According to the column about Titanic artifacts, where have the Elgin Marbles been housed since the 19th century?

READING TEXT =
= = =
Section: Opinion

Column: Artifacts of the Titanic should be left untouched

When we were discussing artwork from Ancient Greece, specifically architecture and sculptures, in ARHS 110: Introduction to Western Art: Ancient to Medieval, our professor brought up just how many pieces of work had been removed from Greece and taken to museums around the world. So, with last Sunday being the anniversary of the sinking of the Titanic, it made me revisit the ethics of moving or taking entire pieces of history. There is a big difference between educational gain and commercial gain with regard to historical sites and artifacts. As students, we must remember to prioritize the preservation of historical sites and be mindful of their importance to future generations.  

Removing historical artifacts and voyaging down to the wreck has raised ethical concerns for generations. The Elgin Marbles, a series of Ancient Greek sculptures that were taken from the Parthenon in 1801, serve as an important historical example. Since the 19th century, these sculptures have been housed in The British Museum. Unlike these sculptures, the Titanic practically serves as a gravesite. Pairs of shoes found can indicate where there was once a body. Thousands of artifacts have been pulled up from the wreckage, now displayed in museums around the world. For some, profiting off of the site became a competition; different organizations wanted to auction off and sell the many artifacts they had found. Even tourism became popular, with companies charging tens of thousands of dollars for people to explore the wreckage. A balance is needed between education through tourism and preservation of of historical sites.
= = =
Dataset entries
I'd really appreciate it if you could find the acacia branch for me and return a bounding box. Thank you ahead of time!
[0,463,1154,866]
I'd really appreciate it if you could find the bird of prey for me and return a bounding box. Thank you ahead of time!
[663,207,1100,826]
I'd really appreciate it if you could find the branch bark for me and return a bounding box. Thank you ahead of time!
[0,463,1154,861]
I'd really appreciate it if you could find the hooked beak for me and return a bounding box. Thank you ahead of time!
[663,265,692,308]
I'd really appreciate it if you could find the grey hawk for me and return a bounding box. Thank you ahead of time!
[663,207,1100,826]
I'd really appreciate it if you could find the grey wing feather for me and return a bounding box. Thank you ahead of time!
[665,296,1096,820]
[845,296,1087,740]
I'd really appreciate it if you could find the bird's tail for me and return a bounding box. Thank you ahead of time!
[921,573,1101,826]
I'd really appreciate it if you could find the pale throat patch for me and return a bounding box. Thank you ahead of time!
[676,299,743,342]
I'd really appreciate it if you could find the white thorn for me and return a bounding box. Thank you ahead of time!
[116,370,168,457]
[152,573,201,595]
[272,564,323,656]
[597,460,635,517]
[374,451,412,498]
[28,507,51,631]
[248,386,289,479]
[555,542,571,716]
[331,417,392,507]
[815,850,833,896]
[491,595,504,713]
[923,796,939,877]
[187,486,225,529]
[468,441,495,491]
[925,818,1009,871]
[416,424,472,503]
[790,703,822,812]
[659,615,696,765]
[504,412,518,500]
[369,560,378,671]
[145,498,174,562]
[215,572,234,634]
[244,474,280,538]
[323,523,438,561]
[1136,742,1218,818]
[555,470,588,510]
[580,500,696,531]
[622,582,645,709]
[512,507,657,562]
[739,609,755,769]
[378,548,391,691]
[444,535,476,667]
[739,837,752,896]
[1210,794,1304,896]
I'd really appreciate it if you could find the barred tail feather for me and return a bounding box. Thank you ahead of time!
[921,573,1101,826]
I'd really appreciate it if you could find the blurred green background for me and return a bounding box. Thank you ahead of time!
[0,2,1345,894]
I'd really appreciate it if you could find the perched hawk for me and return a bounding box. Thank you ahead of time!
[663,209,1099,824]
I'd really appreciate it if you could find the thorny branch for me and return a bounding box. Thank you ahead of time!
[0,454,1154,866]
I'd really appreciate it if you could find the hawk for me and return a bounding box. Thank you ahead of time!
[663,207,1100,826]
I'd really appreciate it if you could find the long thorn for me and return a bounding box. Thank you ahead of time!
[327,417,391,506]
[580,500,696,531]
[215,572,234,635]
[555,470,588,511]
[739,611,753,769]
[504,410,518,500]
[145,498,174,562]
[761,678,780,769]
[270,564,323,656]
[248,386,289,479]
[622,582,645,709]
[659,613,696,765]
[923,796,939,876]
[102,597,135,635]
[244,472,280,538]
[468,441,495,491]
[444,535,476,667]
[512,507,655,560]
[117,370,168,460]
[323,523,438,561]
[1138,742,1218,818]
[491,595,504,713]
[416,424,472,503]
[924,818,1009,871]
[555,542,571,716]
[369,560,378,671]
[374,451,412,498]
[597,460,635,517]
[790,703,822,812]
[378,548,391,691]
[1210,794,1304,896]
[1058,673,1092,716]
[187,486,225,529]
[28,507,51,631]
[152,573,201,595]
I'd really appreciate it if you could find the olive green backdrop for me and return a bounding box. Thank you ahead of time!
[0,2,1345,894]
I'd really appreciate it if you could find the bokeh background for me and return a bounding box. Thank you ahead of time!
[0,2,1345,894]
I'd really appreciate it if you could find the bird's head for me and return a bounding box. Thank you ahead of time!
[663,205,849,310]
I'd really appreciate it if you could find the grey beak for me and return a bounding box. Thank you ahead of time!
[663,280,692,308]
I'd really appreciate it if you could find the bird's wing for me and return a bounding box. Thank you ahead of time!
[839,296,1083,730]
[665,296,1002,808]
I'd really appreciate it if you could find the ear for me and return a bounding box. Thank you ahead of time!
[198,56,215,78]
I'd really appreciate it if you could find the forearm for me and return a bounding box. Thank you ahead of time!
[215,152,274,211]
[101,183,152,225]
= = =
ANSWER TO THIS TASK = The British Museum